# Work to do:
Output every item below as a numbered list, leaving out any blank lines.

Records from a data collection

>>

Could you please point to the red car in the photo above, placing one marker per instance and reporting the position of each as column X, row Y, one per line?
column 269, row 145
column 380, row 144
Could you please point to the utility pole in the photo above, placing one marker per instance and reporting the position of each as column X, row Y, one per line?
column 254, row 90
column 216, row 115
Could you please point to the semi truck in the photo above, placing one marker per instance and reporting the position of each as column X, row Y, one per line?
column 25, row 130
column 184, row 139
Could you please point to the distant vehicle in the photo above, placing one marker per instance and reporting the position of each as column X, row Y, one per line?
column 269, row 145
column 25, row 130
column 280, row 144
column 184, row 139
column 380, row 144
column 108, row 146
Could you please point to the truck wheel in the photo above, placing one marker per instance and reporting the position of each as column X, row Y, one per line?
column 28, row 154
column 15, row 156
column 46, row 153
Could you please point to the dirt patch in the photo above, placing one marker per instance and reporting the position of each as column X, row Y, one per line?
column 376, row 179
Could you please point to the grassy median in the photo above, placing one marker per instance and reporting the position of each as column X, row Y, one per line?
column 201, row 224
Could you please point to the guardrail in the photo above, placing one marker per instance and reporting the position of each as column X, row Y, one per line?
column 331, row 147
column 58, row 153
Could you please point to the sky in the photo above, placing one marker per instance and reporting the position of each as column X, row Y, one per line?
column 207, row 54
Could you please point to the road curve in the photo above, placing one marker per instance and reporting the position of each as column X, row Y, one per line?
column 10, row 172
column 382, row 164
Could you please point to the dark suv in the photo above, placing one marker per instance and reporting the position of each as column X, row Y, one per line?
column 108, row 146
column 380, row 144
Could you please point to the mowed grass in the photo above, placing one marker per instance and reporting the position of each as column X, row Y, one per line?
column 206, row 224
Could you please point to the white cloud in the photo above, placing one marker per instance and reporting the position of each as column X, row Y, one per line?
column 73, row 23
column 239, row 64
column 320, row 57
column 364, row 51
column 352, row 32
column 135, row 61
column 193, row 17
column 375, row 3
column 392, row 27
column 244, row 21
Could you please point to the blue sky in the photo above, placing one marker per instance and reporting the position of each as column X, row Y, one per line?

<<

# Written reply:
1. Could you please point to the red car in the photo above, placing one marker per instance and reporting the position of each as column X, row Y, one per line?
2. column 269, row 145
3. column 380, row 144
4. Could you please point to the utility pole in the photo above, placing one marker per instance and reporting the position of each as column X, row Y, one per line?
5. column 254, row 90
6. column 216, row 115
7. Could you please point to the semi truck in the photo above, placing one marker per instance and reporting the position of each as column X, row Y, one per line?
8. column 25, row 130
9. column 184, row 139
10. Could you please point to the distant vehicle in the photo above, placing one marker per instance and reporting the position of each as column X, row Y, one per line?
11. column 269, row 145
12. column 25, row 130
13. column 280, row 144
14. column 184, row 139
15. column 380, row 144
16. column 108, row 146
17. Could you please point to the truck wheel in the photo above, placing one marker per instance and reporting the position of each as column X, row Y, one per line?
18. column 28, row 154
19. column 15, row 156
20. column 46, row 153
21. Could you please point to the dirt patch in the photo above, placing one marker per instance and reporting the position of each as column X, row Y, one per line?
22. column 376, row 179
23. Could you please point to the grassy median in the photo above, placing one marker per instance and reporting the position of each as column X, row Y, one per line?
24. column 201, row 224
25. Could you please point to the guardrail in the photo above, placing one marker per instance and reporting the position of each as column X, row Y, one per line?
26. column 331, row 147
27. column 58, row 153
28. Could you please point to the sky in the photo above, placing one marker per instance and reporting the position of each as column X, row Y, one per line?
29. column 207, row 54
30. Could you please point to the road curve in the photo above, placing one marker per instance and reporting the position of each as column X, row Y, one per line?
31. column 10, row 172
32. column 382, row 164
33. Could you please point to the dark suv in the photo above, placing one marker per instance and reporting the position of each as column X, row Y, one per line?
34. column 108, row 146
35. column 380, row 144
36. Could you please point to the mowed grass in the photo above, placing one marker per instance and reporting the position of each as column X, row Y, one per line?
37. column 206, row 224
38. Could you please point to the white cloud in the photo above, placing one marker per instance and reporting the position of each as column X, row Y, one per line?
39. column 73, row 23
40. column 239, row 64
41. column 320, row 57
42. column 364, row 51
43. column 352, row 32
44. column 135, row 61
45. column 193, row 17
46. column 375, row 3
47. column 392, row 27
48. column 244, row 21
49. Could you please point to the blue sky in the photo above, placing one marker per instance and reporting the position of each as column X, row Y, one per line?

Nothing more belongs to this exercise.